→ **Texto citado**
ESPECÍFICAS: O PROCESSO DE TERRITORIALIZAÇÃO E A

TERRITORIALIDADE ESPECÍFICA DA ALDEIA INHÃA-BÉ

Barth considera que a cultura se refere ao que é aprendido, o que

corresponde pensarmos que ela é introduzida nas pessoas por meio da

experiência. Ou seja, “a cultura deve ser constantemente gerada pelas

experiências por meio das quais se dá o aprendizado” da própria cultura, algo

que é distribuído por intermédio das pessoas (BARTH, 2005, p. 16). Não

podemos pensa-la como inserida em unidades delimitadas e homogêneas em

seu interior, pois as ideias que a compõe “transbordam os seus limites e se

difundem de forma diferenciada” (BARTH, 2005, p. 17). Em outras palavras, ao

contrario da delimitação e homogeneidade, Barth considera que a cultura está

em estado de fluxo constante, pois os materiais culturais são constantemente

gerados a partir das experiências das pessoas, não sendo possível considera-

los como tradições fixas no tempo e transmitidas do passado, de geração para

geração.

Assim como a cultura está em estado de fluxo, a tradição é dinâmica,

sendo remodelada e reinventada a cada geração, orientando-se tanto para o

passado, pela influencia que este exerce sobre as ações do tempo presente,

quanto para o futuro, mostrando como organizar aquilo que ainda está por vir.

Dessa forma, a tradição é a linha que dá continuidade entre o passado, o

presente e o futuro (HOBSBAWM & RANGER, 1997).

Entradas de dados extraídas
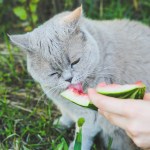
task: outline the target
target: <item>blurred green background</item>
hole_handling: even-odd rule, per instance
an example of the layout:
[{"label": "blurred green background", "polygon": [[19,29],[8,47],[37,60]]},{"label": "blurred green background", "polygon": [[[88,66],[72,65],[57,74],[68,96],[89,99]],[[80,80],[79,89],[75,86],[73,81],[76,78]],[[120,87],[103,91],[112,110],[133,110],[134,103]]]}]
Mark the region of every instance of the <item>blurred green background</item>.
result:
[{"label": "blurred green background", "polygon": [[[67,150],[73,130],[53,125],[60,116],[26,69],[25,55],[7,33],[31,31],[82,3],[92,19],[134,19],[150,25],[150,0],[0,0],[0,150]],[[93,145],[94,150],[99,150]]]},{"label": "blurred green background", "polygon": [[89,18],[130,18],[150,24],[150,0],[0,0],[0,32],[30,31],[81,3]]}]

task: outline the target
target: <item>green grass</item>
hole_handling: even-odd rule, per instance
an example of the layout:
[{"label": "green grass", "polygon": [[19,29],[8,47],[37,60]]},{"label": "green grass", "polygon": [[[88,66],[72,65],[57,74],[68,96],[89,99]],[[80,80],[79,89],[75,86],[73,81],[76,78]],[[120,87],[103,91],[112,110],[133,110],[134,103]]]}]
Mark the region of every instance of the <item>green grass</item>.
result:
[{"label": "green grass", "polygon": [[[49,6],[50,9],[55,5],[51,16],[79,6],[79,3],[73,0],[64,0],[59,7],[57,3],[58,1],[53,1],[53,5]],[[150,25],[149,0],[84,0],[83,7],[85,15],[90,18],[129,18]],[[5,22],[2,25],[5,26]],[[11,30],[12,28],[4,31]],[[62,143],[69,144],[73,131],[60,132],[57,126],[53,125],[54,119],[60,116],[59,111],[43,95],[39,84],[28,75],[23,53],[12,47],[6,34],[3,33],[2,37],[4,42],[0,43],[0,150],[58,150]],[[110,150],[111,141],[108,144]],[[96,150],[95,145],[93,149]]]}]

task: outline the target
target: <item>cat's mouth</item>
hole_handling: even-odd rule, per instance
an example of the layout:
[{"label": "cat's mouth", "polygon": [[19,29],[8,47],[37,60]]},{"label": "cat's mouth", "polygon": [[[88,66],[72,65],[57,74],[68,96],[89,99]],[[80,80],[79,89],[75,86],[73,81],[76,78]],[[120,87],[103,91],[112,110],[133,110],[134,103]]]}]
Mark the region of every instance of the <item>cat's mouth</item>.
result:
[{"label": "cat's mouth", "polygon": [[68,88],[73,88],[73,89],[76,89],[77,91],[83,93],[82,83],[71,84],[71,85],[69,85]]}]

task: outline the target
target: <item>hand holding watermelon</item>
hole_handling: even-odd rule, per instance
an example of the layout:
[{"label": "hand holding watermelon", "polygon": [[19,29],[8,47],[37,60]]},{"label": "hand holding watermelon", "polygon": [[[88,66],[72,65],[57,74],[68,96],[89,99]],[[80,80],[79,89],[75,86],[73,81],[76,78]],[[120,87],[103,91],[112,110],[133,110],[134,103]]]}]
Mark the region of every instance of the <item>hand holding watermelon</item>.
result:
[{"label": "hand holding watermelon", "polygon": [[105,96],[95,89],[89,89],[88,95],[98,111],[112,124],[123,128],[138,147],[150,148],[150,93],[138,101]]}]

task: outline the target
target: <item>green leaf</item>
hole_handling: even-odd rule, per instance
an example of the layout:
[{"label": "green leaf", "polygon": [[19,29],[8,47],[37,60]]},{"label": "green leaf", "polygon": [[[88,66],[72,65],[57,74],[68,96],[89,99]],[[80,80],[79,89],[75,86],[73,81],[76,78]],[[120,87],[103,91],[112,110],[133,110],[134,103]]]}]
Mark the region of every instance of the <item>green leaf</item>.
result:
[{"label": "green leaf", "polygon": [[79,131],[76,133],[74,150],[81,150],[81,147],[82,147],[82,126],[83,126],[84,122],[85,122],[84,118],[78,119],[77,124],[79,127]]},{"label": "green leaf", "polygon": [[14,14],[21,20],[27,19],[27,12],[23,6],[18,6],[13,9]]},{"label": "green leaf", "polygon": [[2,4],[3,3],[3,0],[0,0],[0,4]]},{"label": "green leaf", "polygon": [[38,16],[36,14],[32,14],[32,20],[34,23],[36,23],[38,20]]},{"label": "green leaf", "polygon": [[19,2],[20,2],[20,3],[25,3],[25,2],[26,2],[26,0],[19,0]]},{"label": "green leaf", "polygon": [[35,13],[35,12],[36,12],[36,9],[37,9],[37,4],[30,3],[30,4],[29,4],[29,8],[30,8],[30,11],[31,11],[32,13]]},{"label": "green leaf", "polygon": [[113,143],[113,138],[109,137],[107,150],[111,150],[112,143]]},{"label": "green leaf", "polygon": [[38,3],[39,0],[31,0],[31,3]]},{"label": "green leaf", "polygon": [[67,142],[65,141],[64,138],[61,139],[61,141],[64,143],[64,149],[63,150],[68,150],[68,145],[67,145]]},{"label": "green leaf", "polygon": [[83,124],[84,124],[84,122],[85,122],[85,119],[84,119],[84,118],[79,118],[79,120],[78,120],[78,126],[79,126],[79,127],[82,127]]}]

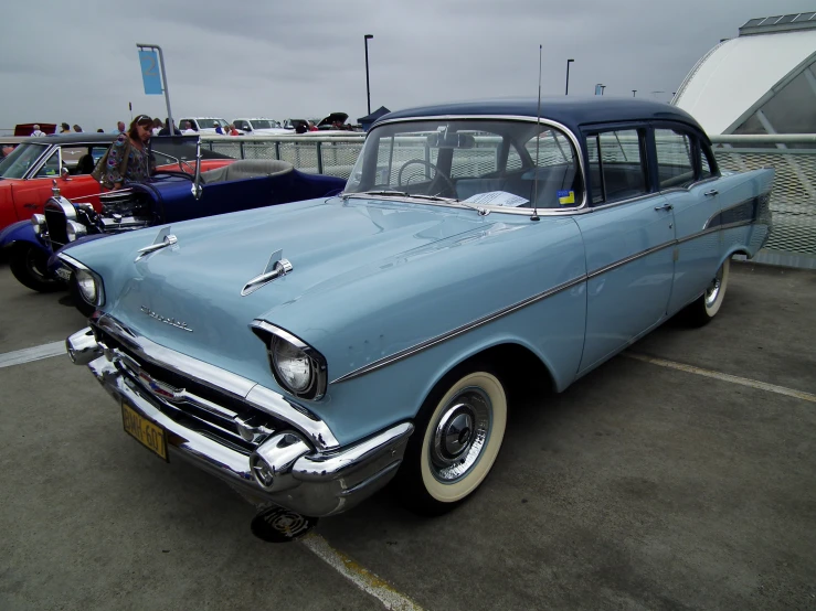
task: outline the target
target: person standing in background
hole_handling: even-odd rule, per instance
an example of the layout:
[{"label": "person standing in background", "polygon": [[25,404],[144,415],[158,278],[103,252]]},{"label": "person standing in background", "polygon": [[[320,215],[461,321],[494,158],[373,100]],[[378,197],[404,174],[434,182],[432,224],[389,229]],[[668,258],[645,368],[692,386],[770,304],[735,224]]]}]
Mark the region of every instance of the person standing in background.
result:
[{"label": "person standing in background", "polygon": [[153,120],[139,115],[127,133],[120,133],[99,160],[91,174],[106,189],[118,190],[128,182],[141,182],[156,171],[155,160],[148,156]]}]

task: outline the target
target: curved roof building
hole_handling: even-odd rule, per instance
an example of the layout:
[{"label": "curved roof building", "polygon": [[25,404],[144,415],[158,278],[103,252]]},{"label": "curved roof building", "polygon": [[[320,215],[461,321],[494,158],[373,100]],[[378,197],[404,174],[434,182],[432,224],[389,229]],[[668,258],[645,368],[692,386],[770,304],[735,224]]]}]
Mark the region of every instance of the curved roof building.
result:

→ **O que fazer**
Liste, na ordem em que aparecem, todas as referências bibliográficas entre parênteses do texto sobre cultura e tradição.

→ **Resposta abaixo**
(BARTH, 2005, p. 16)
(BARTH, 2005, p. 17)
(HOBSBAWM & RANGER, 1997)